**Problem to work on**:
From first line to last, write out the data precisely as shown.

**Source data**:
----

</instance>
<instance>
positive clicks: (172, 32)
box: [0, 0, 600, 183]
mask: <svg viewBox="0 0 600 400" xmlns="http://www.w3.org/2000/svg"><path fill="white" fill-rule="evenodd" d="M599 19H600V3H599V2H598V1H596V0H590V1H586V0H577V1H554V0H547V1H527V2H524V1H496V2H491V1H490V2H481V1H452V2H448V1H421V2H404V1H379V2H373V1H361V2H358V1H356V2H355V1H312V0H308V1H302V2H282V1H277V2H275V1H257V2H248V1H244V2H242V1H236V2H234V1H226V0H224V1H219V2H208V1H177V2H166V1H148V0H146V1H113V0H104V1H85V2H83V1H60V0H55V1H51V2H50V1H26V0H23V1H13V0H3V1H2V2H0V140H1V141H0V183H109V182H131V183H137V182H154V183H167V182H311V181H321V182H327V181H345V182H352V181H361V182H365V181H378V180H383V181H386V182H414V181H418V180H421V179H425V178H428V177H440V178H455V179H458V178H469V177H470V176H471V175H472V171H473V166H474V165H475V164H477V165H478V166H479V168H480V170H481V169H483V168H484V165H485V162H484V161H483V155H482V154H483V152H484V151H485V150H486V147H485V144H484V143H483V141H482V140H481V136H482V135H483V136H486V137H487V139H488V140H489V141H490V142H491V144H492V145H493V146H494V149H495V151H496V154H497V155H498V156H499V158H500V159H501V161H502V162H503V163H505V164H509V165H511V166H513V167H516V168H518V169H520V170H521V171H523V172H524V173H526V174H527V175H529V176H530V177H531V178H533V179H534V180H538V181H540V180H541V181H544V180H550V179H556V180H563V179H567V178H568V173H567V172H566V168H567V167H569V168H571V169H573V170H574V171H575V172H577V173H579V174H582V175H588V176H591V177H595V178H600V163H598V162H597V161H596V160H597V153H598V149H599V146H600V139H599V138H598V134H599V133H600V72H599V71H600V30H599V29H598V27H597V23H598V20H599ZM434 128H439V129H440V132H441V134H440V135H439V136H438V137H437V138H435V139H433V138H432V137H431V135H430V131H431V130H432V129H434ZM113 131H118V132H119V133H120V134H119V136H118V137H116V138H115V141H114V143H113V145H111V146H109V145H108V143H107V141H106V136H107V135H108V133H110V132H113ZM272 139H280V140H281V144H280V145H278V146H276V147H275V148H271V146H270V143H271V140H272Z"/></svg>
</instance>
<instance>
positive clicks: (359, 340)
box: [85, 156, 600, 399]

----

**Completed exercise**:
</instance>
<instance>
positive clicks: (172, 32)
box: [0, 0, 600, 183]
mask: <svg viewBox="0 0 600 400" xmlns="http://www.w3.org/2000/svg"><path fill="white" fill-rule="evenodd" d="M599 19H600V3H599V2H598V1H596V0H590V1H586V0H577V1H554V0H547V1H527V2H524V1H496V2H491V1H490V2H481V1H452V2H448V1H421V2H404V1H379V2H373V1H361V2H358V1H356V2H355V1H312V0H308V1H302V2H282V1H277V2H275V1H257V2H248V1H244V2H242V1H236V2H234V1H226V0H224V1H219V2H208V1H177V2H166V1H148V0H146V1H113V0H104V1H85V2H83V1H60V0H55V1H51V2H50V1H26V0H23V1H13V0H3V1H2V2H0V140H1V141H0V183H109V182H131V183H137V182H154V183H167V182H311V181H321V182H327V181H345V182H352V181H361V182H365V181H378V180H383V181H386V182H414V181H418V180H421V179H425V178H428V177H440V178H455V179H458V178H469V177H470V176H471V175H472V171H473V166H474V165H475V164H477V165H478V166H479V168H480V170H481V169H483V168H484V165H485V162H484V161H483V155H482V154H483V152H484V151H485V150H486V147H485V144H484V143H483V141H482V140H481V136H482V135H483V136H486V137H487V139H488V140H489V141H490V142H491V144H492V145H493V146H494V149H495V151H496V154H497V155H498V156H499V158H500V159H501V161H502V162H503V163H505V164H509V165H511V166H513V167H516V168H518V169H520V170H521V171H523V172H524V173H526V174H527V175H529V176H530V177H531V178H533V179H534V180H538V181H540V180H541V181H544V180H550V179H556V180H563V179H567V178H568V173H567V172H566V168H567V167H569V168H571V169H573V170H574V171H575V172H577V173H579V174H582V175H588V176H591V177H595V178H600V163H598V162H597V161H596V160H597V153H598V149H599V146H600V139H599V138H598V134H599V133H600V72H599V71H600V30H599V29H598V27H597V23H598V20H599ZM434 128H439V129H440V132H441V134H440V135H439V136H438V137H437V138H435V139H433V138H432V137H431V135H430V131H431V130H432V129H434ZM113 131H118V132H119V133H120V134H119V136H118V137H116V138H115V141H114V143H113V145H111V146H109V145H108V143H107V141H106V136H107V135H108V133H110V132H113ZM272 139H280V140H281V144H280V145H278V146H276V147H275V148H271V146H270V143H271V140H272Z"/></svg>
</instance>
<instance>
positive clicks: (359, 340)
box: [85, 156, 600, 399]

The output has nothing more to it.